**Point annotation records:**
■ ■ ■ ■ ■
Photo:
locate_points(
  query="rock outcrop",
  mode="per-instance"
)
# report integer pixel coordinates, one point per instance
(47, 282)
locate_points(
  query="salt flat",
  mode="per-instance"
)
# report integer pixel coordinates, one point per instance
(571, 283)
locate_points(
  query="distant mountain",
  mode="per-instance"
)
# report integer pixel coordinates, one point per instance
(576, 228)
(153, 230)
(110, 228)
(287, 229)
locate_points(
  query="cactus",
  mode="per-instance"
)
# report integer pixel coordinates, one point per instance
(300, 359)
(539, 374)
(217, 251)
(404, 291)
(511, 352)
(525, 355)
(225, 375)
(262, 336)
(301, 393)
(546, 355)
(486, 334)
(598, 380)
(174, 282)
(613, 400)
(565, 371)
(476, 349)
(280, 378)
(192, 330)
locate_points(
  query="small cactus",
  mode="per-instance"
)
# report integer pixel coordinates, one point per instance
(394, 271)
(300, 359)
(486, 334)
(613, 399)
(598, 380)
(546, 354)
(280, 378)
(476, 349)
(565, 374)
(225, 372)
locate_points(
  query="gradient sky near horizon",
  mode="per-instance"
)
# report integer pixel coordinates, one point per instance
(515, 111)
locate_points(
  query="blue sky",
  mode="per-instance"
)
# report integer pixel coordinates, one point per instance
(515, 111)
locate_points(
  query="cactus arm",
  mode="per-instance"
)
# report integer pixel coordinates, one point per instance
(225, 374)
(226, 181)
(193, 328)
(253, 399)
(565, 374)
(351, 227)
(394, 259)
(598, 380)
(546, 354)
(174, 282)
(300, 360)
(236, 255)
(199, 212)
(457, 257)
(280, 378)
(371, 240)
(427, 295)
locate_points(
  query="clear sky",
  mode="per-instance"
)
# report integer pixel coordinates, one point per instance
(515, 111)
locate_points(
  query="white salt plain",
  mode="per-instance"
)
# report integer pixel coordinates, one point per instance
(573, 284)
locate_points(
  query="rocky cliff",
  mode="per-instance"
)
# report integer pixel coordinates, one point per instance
■ ■ ■ ■ ■
**WHAT YOU NEED TO DO:** List each line in the items above that contains the string "query". Matching is case-sensitive.

**OUTPUT OF THE TASK:**
  query="rock outcrop",
  query="salt flat",
  query="distant mountain",
  query="cactus",
  query="small cactus",
  query="gradient sky near horizon",
  query="blue sky",
  query="cactus arm",
  query="clear sky",
  query="white salt plain",
  query="rocky cliff",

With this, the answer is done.